* **Data records**
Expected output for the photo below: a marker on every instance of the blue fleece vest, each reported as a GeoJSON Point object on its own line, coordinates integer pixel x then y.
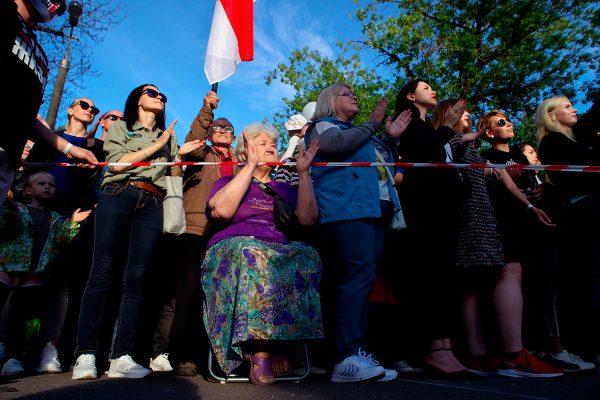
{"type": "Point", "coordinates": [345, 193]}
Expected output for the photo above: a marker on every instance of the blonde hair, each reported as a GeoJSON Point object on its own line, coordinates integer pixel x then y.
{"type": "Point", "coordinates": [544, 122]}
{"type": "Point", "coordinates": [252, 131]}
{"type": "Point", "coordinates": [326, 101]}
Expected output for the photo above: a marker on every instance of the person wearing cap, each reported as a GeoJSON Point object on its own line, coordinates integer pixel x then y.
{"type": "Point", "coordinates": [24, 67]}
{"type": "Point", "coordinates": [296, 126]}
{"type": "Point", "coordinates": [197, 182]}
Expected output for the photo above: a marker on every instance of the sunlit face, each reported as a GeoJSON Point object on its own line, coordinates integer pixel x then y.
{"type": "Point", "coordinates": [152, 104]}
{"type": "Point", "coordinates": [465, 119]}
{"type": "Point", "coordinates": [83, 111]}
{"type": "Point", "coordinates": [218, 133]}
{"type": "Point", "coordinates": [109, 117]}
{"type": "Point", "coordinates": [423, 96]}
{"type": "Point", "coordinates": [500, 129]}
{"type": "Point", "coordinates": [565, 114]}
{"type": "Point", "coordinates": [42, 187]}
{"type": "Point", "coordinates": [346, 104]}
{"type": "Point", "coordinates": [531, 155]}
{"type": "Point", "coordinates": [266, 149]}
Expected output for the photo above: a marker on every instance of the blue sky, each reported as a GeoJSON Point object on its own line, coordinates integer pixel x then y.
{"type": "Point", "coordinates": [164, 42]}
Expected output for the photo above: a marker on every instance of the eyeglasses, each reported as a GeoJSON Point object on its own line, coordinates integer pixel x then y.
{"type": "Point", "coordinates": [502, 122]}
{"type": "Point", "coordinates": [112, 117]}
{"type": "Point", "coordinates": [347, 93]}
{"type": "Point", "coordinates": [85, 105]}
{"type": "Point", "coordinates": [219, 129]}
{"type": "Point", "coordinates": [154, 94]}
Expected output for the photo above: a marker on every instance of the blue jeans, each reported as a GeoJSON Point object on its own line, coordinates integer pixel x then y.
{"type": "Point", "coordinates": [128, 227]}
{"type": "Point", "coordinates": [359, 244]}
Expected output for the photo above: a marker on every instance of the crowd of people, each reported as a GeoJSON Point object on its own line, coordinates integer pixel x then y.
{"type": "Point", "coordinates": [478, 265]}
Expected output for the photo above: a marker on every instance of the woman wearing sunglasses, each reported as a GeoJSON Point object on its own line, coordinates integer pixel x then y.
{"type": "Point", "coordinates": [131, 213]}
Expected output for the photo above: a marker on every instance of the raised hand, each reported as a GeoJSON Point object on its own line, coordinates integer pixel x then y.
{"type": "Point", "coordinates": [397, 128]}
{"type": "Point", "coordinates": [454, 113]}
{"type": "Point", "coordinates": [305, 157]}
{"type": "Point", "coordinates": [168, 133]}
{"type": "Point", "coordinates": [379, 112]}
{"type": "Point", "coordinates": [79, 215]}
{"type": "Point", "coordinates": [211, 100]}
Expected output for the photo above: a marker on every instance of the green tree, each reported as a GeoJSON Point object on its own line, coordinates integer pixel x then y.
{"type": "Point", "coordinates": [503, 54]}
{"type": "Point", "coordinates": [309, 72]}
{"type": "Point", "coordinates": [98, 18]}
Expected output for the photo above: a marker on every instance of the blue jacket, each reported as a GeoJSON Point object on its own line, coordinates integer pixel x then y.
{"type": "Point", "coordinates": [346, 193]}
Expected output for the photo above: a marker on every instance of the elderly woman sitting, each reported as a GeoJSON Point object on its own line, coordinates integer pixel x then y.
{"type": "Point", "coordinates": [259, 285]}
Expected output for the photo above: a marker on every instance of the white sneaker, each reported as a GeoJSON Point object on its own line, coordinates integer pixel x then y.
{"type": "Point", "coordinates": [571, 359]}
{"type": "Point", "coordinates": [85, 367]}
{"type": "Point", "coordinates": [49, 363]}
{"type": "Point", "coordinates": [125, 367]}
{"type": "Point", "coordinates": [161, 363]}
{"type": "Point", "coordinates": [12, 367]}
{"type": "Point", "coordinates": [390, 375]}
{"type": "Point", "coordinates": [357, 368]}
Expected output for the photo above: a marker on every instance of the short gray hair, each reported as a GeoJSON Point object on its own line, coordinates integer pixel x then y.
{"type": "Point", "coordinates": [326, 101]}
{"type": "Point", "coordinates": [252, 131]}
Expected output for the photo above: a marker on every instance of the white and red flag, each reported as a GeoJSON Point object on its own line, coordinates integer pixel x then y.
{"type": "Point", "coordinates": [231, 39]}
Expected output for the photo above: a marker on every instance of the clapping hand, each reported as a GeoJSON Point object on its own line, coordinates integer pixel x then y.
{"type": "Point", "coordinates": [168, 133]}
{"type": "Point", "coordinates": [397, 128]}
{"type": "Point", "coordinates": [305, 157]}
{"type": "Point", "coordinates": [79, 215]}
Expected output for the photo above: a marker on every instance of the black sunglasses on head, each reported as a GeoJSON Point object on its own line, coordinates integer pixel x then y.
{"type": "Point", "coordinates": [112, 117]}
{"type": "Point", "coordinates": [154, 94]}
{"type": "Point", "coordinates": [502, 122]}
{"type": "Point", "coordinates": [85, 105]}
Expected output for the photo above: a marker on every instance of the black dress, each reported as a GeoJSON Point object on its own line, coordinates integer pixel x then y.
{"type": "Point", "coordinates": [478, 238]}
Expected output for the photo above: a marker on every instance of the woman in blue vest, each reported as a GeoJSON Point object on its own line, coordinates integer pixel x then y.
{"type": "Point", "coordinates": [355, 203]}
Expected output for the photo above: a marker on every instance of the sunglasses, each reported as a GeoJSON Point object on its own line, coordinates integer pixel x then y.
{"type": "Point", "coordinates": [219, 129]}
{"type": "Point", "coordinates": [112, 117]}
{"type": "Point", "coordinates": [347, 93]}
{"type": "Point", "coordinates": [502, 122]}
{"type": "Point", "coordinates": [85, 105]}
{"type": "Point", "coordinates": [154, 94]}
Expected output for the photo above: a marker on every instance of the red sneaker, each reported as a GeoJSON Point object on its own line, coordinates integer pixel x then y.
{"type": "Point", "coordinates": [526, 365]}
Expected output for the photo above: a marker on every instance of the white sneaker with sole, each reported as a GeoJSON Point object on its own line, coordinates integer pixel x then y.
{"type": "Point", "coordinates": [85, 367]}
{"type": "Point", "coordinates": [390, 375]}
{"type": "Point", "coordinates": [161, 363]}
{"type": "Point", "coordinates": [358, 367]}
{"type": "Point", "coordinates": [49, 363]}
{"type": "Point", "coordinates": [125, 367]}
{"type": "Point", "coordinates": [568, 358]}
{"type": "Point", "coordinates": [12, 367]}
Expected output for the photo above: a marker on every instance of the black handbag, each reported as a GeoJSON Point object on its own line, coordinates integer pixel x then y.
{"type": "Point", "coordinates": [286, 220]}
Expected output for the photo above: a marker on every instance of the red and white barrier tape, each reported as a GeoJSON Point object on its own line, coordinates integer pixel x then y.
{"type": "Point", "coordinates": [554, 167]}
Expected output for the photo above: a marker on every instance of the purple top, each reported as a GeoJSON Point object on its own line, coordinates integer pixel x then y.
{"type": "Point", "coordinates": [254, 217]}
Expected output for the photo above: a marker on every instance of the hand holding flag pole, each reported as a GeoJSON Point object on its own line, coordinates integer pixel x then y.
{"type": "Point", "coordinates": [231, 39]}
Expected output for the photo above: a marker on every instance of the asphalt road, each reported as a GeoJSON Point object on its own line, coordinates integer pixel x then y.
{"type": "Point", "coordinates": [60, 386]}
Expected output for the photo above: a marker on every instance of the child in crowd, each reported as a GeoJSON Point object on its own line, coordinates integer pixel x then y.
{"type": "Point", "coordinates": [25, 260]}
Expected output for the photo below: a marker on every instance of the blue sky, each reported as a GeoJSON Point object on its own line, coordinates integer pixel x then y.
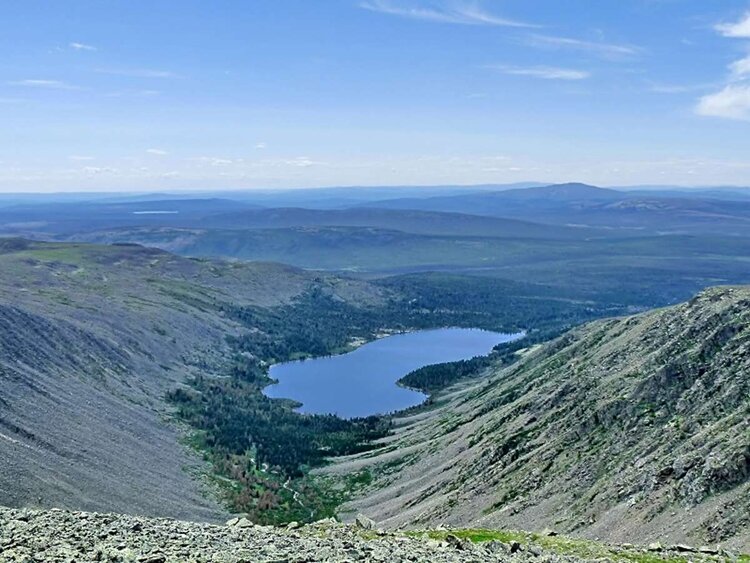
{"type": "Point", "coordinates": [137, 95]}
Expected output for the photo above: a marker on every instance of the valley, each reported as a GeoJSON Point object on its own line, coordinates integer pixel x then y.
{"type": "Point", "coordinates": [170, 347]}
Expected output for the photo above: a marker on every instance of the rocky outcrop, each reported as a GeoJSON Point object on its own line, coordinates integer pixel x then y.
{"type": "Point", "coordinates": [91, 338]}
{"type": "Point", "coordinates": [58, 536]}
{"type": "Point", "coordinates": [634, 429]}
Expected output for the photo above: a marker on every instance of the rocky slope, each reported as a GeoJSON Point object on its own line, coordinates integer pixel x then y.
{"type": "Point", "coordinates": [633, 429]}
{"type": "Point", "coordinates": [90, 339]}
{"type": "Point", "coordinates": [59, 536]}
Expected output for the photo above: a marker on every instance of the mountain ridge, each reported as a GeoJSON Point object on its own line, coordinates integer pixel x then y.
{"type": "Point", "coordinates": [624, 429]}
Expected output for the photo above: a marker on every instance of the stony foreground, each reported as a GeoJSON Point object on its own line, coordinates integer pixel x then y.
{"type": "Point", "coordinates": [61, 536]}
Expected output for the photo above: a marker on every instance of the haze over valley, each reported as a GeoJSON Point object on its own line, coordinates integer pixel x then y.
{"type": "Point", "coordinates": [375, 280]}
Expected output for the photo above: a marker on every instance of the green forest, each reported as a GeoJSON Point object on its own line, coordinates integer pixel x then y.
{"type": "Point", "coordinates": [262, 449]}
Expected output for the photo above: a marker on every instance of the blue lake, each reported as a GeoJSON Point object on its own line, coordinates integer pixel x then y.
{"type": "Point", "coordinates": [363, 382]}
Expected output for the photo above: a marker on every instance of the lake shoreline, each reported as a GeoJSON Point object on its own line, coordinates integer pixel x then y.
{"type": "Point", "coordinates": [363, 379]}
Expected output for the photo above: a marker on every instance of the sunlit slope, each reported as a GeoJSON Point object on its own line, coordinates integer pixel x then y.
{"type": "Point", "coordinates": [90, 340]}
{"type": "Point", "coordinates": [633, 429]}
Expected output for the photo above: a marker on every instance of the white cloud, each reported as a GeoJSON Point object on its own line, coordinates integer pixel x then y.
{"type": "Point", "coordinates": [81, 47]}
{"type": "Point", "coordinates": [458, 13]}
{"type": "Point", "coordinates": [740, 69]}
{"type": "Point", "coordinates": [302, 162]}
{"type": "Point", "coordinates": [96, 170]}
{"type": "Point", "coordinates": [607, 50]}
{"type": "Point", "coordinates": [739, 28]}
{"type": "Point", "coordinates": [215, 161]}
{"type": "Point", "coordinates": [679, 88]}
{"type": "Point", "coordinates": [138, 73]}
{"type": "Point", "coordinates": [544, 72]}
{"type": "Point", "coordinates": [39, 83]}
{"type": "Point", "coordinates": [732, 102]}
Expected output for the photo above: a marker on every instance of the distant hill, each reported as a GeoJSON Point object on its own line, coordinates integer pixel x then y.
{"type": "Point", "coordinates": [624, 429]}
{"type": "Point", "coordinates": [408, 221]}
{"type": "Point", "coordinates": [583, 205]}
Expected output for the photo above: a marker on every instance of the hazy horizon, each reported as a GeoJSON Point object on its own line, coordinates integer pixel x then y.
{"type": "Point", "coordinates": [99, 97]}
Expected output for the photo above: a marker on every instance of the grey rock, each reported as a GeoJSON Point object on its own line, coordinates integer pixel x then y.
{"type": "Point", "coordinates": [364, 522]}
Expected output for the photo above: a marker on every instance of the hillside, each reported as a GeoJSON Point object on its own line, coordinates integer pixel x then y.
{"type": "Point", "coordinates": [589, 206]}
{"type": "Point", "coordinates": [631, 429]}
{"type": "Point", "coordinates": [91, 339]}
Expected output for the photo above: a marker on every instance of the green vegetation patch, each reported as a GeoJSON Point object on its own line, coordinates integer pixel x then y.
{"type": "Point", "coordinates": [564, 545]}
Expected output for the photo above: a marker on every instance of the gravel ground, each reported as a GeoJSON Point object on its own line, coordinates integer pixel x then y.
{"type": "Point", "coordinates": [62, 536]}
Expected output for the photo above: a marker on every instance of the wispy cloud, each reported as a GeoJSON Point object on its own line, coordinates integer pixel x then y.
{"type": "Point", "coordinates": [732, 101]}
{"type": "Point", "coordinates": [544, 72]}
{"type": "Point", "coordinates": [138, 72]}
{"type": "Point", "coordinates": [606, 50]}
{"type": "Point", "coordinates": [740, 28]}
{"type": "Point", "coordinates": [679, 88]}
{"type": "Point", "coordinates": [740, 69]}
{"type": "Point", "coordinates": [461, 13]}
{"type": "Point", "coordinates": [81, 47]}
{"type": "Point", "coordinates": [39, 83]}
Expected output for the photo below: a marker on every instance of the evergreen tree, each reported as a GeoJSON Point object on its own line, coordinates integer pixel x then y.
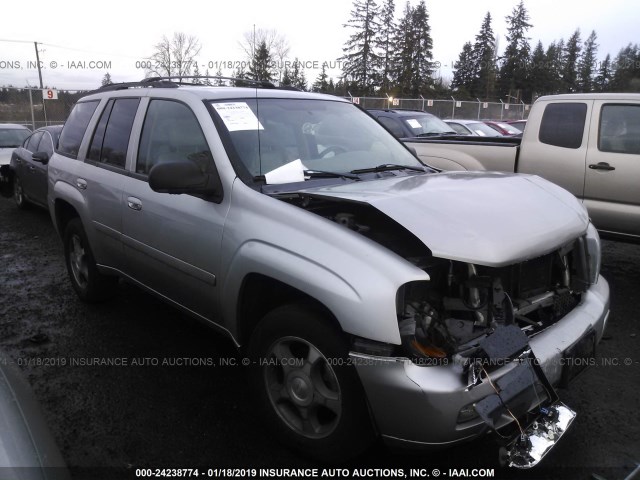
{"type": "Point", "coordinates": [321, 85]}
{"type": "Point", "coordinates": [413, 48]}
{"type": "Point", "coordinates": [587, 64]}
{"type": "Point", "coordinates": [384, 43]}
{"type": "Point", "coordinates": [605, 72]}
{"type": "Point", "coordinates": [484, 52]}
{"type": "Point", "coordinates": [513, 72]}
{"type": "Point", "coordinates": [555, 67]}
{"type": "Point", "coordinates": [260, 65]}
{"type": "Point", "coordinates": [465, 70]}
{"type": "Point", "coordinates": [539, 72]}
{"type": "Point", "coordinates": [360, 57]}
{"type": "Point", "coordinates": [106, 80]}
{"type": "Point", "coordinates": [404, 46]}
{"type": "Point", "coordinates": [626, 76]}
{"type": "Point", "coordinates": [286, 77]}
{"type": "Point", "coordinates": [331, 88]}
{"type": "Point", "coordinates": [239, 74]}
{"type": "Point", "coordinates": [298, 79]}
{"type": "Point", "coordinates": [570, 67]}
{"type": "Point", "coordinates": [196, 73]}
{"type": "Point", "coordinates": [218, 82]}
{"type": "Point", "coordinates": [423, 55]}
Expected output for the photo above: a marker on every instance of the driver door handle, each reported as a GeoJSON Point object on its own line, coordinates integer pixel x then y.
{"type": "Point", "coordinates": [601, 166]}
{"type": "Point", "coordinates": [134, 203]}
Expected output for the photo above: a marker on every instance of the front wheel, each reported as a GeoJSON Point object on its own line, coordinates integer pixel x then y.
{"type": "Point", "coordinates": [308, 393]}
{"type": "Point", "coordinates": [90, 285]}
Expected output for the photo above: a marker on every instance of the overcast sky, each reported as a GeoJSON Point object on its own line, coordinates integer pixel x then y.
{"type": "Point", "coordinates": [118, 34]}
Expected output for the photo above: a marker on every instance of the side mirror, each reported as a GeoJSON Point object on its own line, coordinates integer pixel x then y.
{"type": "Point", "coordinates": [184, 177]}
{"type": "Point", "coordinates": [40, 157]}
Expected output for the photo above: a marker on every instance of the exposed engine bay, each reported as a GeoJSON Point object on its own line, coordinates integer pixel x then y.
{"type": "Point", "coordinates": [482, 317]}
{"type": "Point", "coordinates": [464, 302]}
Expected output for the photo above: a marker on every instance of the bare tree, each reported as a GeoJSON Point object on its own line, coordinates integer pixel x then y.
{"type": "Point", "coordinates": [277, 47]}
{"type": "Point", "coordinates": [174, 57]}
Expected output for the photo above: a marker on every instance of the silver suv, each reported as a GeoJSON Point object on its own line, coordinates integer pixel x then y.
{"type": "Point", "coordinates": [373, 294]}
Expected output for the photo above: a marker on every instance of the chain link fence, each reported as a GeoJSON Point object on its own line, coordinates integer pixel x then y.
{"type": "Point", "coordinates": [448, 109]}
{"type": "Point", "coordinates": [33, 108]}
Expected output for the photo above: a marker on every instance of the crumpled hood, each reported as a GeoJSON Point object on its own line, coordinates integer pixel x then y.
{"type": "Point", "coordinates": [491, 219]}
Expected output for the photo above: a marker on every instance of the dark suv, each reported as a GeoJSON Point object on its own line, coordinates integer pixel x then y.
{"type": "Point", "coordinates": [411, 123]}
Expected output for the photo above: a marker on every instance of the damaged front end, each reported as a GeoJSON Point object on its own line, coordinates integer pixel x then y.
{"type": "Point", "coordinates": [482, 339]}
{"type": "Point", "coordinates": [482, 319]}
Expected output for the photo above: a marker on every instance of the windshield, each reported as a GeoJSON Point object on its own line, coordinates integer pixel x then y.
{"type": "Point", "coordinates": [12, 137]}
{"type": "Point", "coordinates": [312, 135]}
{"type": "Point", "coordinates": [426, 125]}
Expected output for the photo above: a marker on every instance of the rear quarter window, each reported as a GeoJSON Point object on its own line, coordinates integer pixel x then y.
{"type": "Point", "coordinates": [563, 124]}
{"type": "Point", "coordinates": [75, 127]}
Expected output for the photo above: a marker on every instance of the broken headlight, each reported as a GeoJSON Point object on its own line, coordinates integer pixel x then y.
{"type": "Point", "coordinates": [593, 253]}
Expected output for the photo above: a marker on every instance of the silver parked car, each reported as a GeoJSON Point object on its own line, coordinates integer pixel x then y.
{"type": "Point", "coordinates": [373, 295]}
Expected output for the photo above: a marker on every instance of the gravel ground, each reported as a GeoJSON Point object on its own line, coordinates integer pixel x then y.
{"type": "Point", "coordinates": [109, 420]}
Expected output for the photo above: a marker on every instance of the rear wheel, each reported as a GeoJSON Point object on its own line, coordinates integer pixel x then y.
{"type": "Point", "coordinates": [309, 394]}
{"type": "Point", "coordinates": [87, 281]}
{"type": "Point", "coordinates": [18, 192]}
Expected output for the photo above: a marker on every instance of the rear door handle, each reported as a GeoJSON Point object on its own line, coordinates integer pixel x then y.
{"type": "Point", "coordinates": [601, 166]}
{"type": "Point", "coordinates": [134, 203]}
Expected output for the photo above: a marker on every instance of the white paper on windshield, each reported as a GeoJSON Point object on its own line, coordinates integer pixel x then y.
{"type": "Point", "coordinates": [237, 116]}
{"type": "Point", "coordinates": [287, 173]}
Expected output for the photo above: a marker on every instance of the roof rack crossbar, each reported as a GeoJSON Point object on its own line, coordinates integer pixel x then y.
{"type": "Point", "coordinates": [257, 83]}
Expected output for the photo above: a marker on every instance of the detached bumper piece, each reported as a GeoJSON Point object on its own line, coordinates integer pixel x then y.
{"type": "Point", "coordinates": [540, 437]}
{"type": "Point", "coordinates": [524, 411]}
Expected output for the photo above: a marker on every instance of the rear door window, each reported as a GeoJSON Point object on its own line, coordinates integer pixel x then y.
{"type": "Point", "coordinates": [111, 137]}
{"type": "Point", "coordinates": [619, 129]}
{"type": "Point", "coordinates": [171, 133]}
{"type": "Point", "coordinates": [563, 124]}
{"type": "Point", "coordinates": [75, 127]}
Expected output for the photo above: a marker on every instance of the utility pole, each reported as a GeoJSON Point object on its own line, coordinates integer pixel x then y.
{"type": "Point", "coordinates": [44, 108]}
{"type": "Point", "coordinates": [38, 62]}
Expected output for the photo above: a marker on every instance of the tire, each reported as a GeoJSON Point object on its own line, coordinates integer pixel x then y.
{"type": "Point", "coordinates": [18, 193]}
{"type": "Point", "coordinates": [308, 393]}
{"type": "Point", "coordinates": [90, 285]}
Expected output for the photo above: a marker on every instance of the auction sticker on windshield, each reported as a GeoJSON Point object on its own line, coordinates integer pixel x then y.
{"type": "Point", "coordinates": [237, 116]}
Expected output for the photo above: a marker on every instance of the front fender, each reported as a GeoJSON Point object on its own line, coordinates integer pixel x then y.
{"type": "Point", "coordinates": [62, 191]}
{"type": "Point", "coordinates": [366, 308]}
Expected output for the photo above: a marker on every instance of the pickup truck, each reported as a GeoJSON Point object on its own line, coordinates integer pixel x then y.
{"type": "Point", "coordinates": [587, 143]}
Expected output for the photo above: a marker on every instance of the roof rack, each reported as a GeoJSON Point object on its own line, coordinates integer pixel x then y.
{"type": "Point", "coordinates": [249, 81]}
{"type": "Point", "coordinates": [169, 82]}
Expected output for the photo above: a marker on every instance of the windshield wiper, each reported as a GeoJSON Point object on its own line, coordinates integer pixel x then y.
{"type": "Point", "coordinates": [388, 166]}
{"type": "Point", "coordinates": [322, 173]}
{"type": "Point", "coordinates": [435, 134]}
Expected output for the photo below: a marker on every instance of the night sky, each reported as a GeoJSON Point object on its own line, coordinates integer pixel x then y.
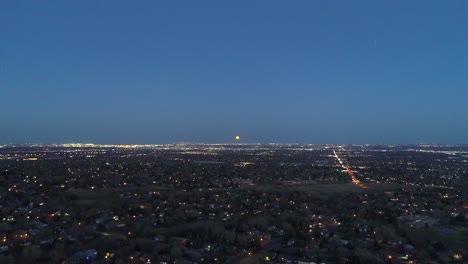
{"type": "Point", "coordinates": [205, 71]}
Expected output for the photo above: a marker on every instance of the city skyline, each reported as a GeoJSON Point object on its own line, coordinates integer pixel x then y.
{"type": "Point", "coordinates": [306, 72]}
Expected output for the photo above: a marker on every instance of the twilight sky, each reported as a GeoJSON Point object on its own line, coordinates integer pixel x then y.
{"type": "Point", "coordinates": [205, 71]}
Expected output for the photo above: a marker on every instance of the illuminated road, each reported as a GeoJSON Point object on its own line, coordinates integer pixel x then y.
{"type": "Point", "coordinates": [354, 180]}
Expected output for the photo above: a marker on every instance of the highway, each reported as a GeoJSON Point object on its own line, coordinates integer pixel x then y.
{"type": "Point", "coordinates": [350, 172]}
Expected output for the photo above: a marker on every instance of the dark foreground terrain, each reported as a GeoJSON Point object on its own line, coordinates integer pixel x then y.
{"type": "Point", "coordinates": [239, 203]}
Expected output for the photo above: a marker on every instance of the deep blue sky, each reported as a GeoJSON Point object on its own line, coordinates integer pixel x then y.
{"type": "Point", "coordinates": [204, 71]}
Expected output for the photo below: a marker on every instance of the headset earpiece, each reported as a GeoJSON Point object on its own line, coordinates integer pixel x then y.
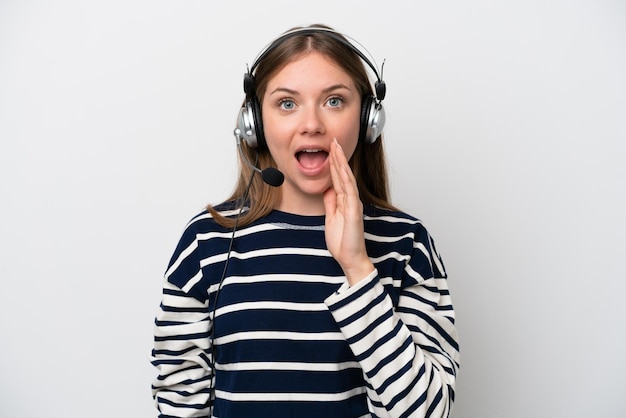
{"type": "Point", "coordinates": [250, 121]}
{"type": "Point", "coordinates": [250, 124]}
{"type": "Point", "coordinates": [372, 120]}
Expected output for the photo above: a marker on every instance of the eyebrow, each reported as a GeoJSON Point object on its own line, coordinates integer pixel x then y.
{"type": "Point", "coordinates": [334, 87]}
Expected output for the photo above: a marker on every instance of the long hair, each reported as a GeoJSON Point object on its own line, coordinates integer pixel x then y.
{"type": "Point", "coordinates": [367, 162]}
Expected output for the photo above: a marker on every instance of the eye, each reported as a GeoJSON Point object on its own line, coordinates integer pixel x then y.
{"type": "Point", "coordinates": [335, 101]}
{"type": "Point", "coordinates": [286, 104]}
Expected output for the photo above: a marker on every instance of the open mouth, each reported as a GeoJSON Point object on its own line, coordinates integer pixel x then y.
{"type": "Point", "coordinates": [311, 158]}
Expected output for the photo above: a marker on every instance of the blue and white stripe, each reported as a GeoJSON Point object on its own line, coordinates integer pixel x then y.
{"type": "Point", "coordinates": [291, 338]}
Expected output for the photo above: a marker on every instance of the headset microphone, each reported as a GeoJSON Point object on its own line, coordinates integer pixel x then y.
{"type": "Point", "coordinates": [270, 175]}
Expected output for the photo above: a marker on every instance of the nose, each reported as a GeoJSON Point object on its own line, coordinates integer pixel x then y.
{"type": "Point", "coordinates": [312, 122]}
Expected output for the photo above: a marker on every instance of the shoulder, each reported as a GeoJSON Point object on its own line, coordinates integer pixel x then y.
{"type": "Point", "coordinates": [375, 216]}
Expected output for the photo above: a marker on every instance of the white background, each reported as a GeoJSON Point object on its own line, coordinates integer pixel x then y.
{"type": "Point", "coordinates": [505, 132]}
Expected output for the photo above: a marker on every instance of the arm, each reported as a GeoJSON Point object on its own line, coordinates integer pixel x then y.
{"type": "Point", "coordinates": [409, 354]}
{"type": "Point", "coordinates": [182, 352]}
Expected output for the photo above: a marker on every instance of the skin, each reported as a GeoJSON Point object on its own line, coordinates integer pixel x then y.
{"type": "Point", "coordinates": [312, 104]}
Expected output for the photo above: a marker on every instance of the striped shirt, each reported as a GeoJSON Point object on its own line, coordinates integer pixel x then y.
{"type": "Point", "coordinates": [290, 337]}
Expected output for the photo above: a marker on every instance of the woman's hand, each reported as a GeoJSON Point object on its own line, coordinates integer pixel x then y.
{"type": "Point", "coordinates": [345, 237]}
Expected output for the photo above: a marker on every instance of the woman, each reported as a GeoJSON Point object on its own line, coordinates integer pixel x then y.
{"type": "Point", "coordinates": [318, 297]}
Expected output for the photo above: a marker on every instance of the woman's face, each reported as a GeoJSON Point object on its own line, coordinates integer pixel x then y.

* **Instructions to follow**
Beginning with the line that contains "white background, each", quote each line exactly through the last line of the entries above, and nothing beyond them.

* **Result for this task**
Expected output for the photo above: a marker on every instance of the white background, each reported as a GeoJSON Point object on its own line, coordinates integer pixel x then y.
{"type": "Point", "coordinates": [505, 132]}
Expected output for the photo above: a marker on every instance of the arm, each reported as a GeoJSON Point object on its own line, coordinates integer pixel x then y.
{"type": "Point", "coordinates": [409, 354]}
{"type": "Point", "coordinates": [182, 352]}
Expected output for the photo above: a marker on every instance of the skin, each reported as a GeoJSON Point object on its own line, coordinates integer pixel x then y.
{"type": "Point", "coordinates": [312, 104]}
Expected output for the photo above: a marker on every instance of the striped shirt, each reported as a GeoJSON Point object on its own line, coordinates integer pixel x then y.
{"type": "Point", "coordinates": [290, 337]}
Expected output for the photo above: a marker on every instance of the woman's hand, each reported as a GeoJSON Point object on its own line, coordinates integer pixel x then y.
{"type": "Point", "coordinates": [345, 237]}
Expected output for the photo above: a marker on every instance of the woman, each reported as a GeoJSON Point object on its own line, coordinates integer pixel x then y.
{"type": "Point", "coordinates": [318, 297]}
Expected output for the photo above: a marker on every instance of the woman's face, each reported as a GeoJSON Point object on its own line, coordinates integer pixel x then y.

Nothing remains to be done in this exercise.